_Task prompt:_ Reproduce the material below from the line with "[mark] the shackled" through the last line, multiplying each coordinate pair that follows a "Target:" line by 2.5 and rounding to whole numbers (halves up), while all other lines, including the numbers after each "sample:", stay unchanged. Leave the pictures out of your answer.

_Data for this exercise:_
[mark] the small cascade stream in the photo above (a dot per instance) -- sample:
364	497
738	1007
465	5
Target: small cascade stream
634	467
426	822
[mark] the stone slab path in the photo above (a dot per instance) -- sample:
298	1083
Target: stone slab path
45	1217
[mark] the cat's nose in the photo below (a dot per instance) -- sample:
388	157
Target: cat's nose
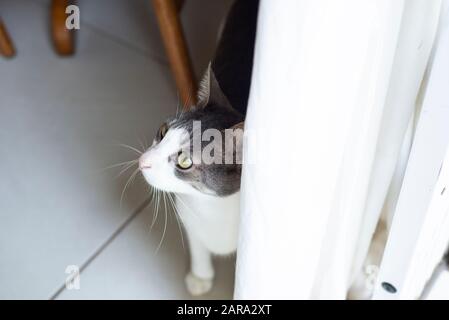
144	162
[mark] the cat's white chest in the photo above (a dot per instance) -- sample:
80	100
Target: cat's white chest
213	220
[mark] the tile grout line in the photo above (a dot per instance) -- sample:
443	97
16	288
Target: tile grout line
108	241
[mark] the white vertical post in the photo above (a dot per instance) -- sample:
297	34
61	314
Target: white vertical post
420	230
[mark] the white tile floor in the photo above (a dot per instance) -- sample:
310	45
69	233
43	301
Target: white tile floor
60	121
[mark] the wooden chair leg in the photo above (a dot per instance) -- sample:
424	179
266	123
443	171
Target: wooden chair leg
176	48
62	37
6	45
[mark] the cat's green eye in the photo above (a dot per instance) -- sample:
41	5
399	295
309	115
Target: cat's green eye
184	160
163	131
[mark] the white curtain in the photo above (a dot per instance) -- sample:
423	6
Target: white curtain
333	91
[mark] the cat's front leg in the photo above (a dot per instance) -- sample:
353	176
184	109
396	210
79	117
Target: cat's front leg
200	278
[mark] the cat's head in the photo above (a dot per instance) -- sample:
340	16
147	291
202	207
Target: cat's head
180	161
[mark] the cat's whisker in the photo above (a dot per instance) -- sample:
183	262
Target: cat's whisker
165	224
130	147
176	213
119	164
185	205
126	168
126	185
156	209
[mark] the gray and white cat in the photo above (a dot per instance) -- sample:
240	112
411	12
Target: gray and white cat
207	195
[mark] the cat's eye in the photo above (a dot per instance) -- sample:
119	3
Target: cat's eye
163	131
184	161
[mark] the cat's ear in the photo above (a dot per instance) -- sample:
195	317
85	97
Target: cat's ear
235	137
210	91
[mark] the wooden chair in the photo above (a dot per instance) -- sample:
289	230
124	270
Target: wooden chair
6	45
167	14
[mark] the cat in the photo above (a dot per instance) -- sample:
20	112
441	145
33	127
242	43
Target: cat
208	195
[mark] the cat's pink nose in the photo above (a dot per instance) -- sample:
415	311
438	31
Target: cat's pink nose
144	162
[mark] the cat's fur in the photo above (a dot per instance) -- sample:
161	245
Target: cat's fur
207	195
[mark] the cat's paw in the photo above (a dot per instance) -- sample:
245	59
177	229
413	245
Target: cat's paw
197	286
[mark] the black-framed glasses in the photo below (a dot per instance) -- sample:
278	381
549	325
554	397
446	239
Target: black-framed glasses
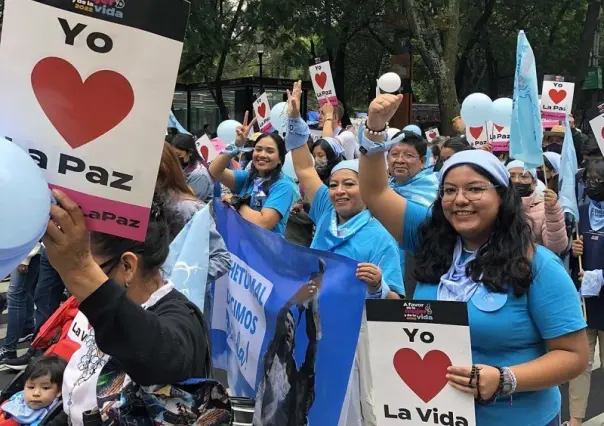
471	193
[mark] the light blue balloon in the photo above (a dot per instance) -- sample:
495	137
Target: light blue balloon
227	131
476	109
25	199
501	113
278	117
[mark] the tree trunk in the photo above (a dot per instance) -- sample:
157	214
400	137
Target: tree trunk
585	45
440	57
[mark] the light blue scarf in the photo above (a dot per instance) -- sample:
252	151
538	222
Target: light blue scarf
596	215
421	188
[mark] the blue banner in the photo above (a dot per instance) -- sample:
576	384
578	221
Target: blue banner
290	351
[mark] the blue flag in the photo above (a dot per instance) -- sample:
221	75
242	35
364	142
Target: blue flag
526	133
568	173
290	350
173	122
187	263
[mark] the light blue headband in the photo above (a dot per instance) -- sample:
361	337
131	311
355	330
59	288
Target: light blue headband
481	158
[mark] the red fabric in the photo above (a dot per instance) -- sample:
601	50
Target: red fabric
52	337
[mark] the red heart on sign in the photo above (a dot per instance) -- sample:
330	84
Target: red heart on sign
557	96
321	79
425	377
81	111
476	132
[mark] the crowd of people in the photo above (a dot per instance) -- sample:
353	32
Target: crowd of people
441	221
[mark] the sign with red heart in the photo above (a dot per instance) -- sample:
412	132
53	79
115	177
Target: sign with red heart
556	97
322	80
262	110
418	341
74	98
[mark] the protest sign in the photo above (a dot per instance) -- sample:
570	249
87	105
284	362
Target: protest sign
263	323
86	92
597	127
206	148
477	136
322	81
418	341
556	97
262	109
432	134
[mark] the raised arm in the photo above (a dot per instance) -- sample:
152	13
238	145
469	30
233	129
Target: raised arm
296	142
218	168
385	204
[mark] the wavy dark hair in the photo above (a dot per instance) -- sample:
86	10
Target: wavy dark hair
276	172
504	262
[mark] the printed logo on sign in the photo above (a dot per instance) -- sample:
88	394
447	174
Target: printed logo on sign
104	7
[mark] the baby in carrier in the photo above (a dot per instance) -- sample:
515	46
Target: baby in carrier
42	390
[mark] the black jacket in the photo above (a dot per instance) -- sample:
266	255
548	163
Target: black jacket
166	344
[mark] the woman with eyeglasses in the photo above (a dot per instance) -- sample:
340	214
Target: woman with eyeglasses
590	248
544	214
344	226
132	319
474	247
263	195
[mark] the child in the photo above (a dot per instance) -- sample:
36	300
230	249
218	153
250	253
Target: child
42	390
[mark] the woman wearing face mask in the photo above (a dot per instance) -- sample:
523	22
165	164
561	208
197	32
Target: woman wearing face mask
344	226
193	165
590	247
327	154
544	215
474	246
263	194
135	322
549	172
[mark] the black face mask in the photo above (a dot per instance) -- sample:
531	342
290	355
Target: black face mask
595	193
523	189
554	147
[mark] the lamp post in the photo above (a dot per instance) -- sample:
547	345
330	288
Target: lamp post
260	50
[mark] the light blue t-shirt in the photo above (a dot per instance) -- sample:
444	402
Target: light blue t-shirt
516	333
369	244
281	196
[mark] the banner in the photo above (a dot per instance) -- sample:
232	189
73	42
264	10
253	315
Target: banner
280	345
418	341
556	97
85	86
262	109
322	81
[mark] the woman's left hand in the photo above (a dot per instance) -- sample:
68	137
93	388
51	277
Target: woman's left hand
67	240
459	378
370	274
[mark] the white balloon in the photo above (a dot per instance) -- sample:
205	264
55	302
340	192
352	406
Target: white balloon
476	109
390	82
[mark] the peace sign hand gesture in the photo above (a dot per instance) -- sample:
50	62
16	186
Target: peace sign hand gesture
244	129
293	100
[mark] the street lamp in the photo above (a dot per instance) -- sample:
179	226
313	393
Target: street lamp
260	50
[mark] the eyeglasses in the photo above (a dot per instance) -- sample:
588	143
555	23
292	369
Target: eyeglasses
406	155
471	193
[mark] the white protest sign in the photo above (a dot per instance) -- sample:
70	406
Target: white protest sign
244	292
206	148
556	97
86	86
477	136
412	345
322	80
432	134
597	127
262	109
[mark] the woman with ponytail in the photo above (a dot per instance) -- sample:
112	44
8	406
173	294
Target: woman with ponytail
263	194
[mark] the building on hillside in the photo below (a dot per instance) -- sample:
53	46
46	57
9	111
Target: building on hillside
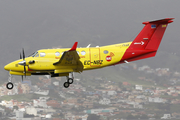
105	101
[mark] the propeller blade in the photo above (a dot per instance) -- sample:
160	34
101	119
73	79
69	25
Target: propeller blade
25	71
22	77
23	54
20	56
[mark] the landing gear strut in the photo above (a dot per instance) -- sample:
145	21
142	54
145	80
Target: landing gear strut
70	80
9	85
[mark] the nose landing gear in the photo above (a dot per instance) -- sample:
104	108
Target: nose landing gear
70	80
9	85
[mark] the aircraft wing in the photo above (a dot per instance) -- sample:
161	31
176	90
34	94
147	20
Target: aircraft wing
69	62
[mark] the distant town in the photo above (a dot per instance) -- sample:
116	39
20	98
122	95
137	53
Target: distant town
103	100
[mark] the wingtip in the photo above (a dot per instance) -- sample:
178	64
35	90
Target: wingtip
74	46
160	21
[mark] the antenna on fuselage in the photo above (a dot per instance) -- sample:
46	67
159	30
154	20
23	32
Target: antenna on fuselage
88	46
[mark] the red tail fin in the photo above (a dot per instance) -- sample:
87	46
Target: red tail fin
147	42
151	35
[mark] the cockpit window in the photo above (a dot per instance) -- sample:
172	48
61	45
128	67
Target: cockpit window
34	54
42	54
37	55
57	54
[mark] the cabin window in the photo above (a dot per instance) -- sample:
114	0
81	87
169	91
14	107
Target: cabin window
57	54
106	52
37	55
83	52
34	54
42	54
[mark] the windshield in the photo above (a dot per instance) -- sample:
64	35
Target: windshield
34	54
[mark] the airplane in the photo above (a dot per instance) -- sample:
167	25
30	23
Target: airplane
65	61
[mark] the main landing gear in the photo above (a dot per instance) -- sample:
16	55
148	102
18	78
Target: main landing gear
70	80
9	85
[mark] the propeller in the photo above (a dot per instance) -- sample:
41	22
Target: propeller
23	62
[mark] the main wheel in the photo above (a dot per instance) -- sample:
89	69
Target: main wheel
9	85
70	80
66	84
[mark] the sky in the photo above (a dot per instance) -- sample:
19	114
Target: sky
35	25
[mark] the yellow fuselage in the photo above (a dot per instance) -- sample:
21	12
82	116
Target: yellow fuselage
91	58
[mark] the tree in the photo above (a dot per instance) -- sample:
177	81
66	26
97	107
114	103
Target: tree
93	117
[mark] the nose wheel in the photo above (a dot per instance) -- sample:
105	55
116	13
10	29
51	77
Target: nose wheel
70	80
9	85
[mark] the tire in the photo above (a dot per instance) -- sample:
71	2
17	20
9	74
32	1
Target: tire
66	84
9	85
70	80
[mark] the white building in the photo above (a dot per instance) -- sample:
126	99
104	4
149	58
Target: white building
112	93
156	100
31	111
105	101
42	92
41	102
166	116
138	87
138	106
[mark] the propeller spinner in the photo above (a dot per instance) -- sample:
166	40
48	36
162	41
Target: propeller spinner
23	62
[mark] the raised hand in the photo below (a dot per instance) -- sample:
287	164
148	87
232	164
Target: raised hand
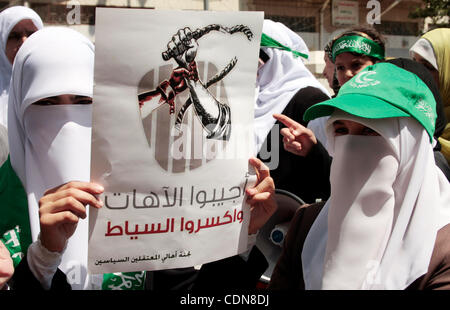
297	139
6	265
260	197
183	47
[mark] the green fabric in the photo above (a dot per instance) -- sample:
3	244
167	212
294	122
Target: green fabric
124	281
380	91
267	41
357	44
14	221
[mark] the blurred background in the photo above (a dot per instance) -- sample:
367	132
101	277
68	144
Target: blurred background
316	21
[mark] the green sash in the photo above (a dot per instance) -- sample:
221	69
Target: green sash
15	229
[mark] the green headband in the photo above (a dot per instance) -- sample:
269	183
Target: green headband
357	44
269	42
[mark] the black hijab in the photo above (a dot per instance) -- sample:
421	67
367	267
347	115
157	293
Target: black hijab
422	72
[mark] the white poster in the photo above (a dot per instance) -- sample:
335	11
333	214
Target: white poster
345	13
172	134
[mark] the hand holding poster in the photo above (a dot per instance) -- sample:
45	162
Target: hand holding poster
172	134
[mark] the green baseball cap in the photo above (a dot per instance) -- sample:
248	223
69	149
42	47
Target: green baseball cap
380	91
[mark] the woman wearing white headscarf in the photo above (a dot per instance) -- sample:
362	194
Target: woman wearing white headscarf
50	124
286	86
16	24
386	224
433	51
49	133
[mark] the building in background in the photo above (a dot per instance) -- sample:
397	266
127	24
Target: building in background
316	21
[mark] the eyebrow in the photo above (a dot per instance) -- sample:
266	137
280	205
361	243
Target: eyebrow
56	97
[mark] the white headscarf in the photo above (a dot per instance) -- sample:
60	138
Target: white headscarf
280	78
50	145
388	200
8	20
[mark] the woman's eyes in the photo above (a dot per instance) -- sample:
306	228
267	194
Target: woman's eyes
369	132
339	131
83	101
45	102
17	35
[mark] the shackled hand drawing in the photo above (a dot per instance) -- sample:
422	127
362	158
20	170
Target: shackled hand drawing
172	134
214	115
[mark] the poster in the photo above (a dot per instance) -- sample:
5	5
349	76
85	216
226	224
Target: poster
171	136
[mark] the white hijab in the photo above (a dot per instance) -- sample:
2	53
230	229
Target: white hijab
280	78
8	20
388	200
50	145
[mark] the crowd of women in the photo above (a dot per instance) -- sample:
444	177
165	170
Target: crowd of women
376	154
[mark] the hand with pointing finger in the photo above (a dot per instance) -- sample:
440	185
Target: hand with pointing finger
60	210
260	197
297	139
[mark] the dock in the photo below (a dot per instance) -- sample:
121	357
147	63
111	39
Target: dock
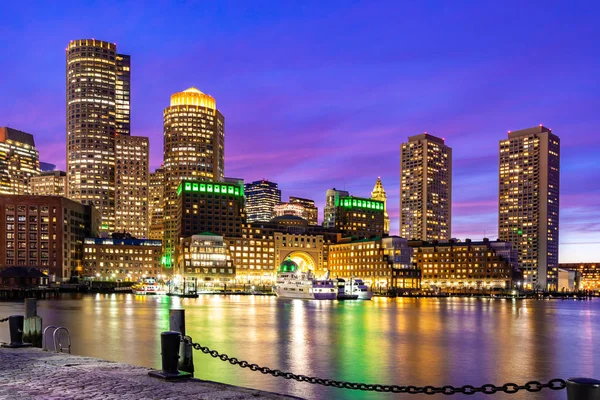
30	373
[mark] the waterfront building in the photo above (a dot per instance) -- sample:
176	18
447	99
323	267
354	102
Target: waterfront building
261	198
425	188
156	190
203	258
590	274
379	194
382	263
52	183
359	217
19	161
121	260
529	202
332	200
205	206
194	146
461	266
131	190
100	151
45	232
310	210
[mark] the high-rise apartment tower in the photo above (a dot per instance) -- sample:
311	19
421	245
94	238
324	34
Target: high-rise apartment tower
529	201
425	188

_Task answer:_
[mark] the shackled hand drawing in the photo above (a dot per instance) -- sample:
422	127
362	158
20	170
Target: shackled hand drawing
430	335
535	288
[mark] the poster in the photo above (a dot per instance) -- sample:
5	5
349	76
85	216
226	224
Target: poster
428	340
[mark] the white hijab in the photo above (a dot per instance) -- sample:
2	53
230	229
Target: white hijab
700	195
20	50
970	500
125	363
[mark] the crowd of women in the photo above (a dot per instance) -- sample:
444	177
165	170
Target: crowd of women
940	385
[mark] the hand with pointing finger in the photo above (a dot per instance) -- sample:
440	185
Target: hand with pointing finger
150	525
650	493
743	348
[mark] the dock in the photo below (a dot per instance) -- sample:
121	357
147	63
111	39
Target: dock
75	933
[mark] the waterfront building in the photo above (a dot per instance) -- sample:
176	18
447	99
323	267
354	102
Target: waterfront building
653	495
1063	470
390	475
508	645
1475	685
948	485
955	658
130	458
898	543
48	403
303	650
1323	505
830	500
513	515
485	365
1153	665
328	475
250	378
113	580
775	525
[mark] the high-rise apartment tower in the photo above (a dot per instance) -- sample:
311	19
421	245
94	238
324	34
Target: high-rise apartment tower
1323	503
1063	470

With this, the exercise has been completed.